DOCUMENT —

━━━━━━━━━━━━━━━━━━━━

# Interpreting the Einstein stress-energy tensor T_ab

1. Jan 23, 2007

### cesiumfrog

The Einstein field equation relates the curvature of space to the distribution of matter, representing the latter with a tensor T. The components of this tensor have been interpreted as representing the volume-density of mass-energy together with the "pressure" in each spatial direction.

Can someone explain this pressure? How does one calculate the component $T_{22}$ for a classical distribution of (ideal) gas or fluid? I assume the density component is trivially just the classical mass density, are the pressure components equal to the outward force per unit area?

2. Jan 23, 2007

### Crosson

If the ideal gas is uniform with pressure $$P$$ then we have $$T_{22}=T_{33}=T_{44} = P$$.

3. Jan 23, 2007

### pervect

Staff Emeritus
It may not be obvious at first glance, but it takes a rank 2 tensor to describe the force / unit area in general. Pressure is not a scalar, nor a vector. This is just as true in engineering (which also uses a version of the stress energy tensor) as it is in physics.

When you have a standard orthonormal coodinate system (i.e. x,y,z) then the components of the stress-energy tensor are just the pressures. So the stress-energy tensor in such a coordinate system consists of energy and momentum terms "tacked onto" a classical 3x3 pressure (or stress) tensor.

If the coordinates are globally not orthonormal, one can still construct a local orthonormal frame field. Imagine, for instance, polar coordinates. Globally, you have r and $\theta$. Locally, you have unit vectors $\hat{r}$ and $\hat{\theta}}$. Most physics textbooks will use the notation $$T_{\hat{r}{\hat{\theta}}$$ to describe the stress-energy tensor in such a frame field. This is closest to the engineering usage as nearly as I can determine (but I'm not extremely familiar with mechanical engineeering).

There is another difference between the physicists usgae and the engineering usage. If you have a rotating wheel, the engineering usage is to compute the stress-energy tensor by default in a frame-field moving along with the rotating disk, while the physicists usage is to consider the stationary frame field by defualt.

━━━━━━━━━━━━━━━━━━━━

MATERIAL —
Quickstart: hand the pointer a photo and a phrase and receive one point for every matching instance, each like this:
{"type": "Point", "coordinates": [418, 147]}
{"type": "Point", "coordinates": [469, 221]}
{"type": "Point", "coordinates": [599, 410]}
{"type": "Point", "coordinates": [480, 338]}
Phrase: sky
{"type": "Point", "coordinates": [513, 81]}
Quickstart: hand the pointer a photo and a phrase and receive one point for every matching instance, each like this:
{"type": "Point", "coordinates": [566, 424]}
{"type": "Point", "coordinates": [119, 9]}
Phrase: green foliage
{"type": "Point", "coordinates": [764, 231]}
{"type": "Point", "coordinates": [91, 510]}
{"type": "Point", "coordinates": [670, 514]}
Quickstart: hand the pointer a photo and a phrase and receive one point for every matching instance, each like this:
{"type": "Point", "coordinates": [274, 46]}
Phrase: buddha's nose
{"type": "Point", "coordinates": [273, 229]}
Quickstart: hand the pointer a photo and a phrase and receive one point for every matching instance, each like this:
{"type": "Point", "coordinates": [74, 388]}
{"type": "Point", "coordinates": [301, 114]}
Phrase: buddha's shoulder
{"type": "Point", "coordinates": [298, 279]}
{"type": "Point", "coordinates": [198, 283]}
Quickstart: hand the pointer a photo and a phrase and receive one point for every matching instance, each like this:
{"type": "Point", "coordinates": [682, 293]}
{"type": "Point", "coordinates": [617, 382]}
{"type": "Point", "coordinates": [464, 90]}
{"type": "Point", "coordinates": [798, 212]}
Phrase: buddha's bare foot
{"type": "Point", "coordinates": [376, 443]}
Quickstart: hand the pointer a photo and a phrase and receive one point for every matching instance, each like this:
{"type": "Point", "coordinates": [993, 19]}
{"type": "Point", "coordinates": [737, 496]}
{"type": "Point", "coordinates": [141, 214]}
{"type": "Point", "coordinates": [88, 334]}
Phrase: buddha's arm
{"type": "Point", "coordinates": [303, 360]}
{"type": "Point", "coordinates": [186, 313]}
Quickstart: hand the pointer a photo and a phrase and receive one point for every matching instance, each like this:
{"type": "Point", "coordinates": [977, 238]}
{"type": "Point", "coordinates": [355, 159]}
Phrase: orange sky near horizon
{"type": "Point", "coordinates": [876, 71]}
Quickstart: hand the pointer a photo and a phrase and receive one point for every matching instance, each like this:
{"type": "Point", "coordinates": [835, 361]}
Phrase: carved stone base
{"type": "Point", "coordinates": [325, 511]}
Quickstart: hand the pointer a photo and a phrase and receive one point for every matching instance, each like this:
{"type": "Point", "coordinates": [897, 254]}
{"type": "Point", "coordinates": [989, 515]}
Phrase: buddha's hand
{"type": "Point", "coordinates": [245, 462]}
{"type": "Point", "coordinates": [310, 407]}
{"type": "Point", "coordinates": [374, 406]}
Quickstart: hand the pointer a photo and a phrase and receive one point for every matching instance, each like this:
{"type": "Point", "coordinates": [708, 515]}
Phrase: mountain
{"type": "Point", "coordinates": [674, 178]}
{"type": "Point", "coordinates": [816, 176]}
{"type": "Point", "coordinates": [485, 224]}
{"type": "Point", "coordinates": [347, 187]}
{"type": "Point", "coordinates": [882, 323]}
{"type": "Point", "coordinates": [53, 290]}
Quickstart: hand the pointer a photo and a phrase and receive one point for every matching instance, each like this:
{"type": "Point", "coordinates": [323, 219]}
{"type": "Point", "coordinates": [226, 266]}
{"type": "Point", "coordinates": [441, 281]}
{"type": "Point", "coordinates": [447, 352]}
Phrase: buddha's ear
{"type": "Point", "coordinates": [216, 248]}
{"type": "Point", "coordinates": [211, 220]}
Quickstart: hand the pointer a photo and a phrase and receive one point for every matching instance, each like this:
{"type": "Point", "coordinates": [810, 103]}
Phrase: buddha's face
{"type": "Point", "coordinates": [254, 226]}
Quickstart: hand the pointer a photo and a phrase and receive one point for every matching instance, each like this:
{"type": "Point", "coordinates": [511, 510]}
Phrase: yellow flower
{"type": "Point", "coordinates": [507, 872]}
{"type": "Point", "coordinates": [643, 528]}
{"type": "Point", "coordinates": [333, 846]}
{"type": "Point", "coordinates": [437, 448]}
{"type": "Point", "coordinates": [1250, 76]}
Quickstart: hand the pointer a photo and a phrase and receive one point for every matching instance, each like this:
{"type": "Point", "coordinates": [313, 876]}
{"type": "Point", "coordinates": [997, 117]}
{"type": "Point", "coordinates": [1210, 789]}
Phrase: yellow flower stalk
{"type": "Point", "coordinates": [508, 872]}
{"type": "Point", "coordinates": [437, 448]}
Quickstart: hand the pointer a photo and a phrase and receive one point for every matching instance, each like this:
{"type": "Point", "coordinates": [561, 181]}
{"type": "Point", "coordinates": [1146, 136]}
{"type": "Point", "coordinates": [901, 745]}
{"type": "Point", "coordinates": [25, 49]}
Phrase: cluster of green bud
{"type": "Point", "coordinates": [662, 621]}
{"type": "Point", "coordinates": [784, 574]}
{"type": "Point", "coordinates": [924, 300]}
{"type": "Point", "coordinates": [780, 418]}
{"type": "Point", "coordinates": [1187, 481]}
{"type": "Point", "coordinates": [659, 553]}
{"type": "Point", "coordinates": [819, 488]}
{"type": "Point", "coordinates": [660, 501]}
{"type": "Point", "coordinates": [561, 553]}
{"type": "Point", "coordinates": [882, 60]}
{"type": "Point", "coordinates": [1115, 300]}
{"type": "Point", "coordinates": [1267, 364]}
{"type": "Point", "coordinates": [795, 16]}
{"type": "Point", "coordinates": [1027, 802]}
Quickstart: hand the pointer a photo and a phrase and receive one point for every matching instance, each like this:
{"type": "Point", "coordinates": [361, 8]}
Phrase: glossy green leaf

━━━━━━━━━━━━━━━━━━━━

STATED GOAL — Please answer from the stress-energy tensor thread: what kind of object does it take to describe force per unit area in general?

ANSWER IN FULL — A rank 2 tensor.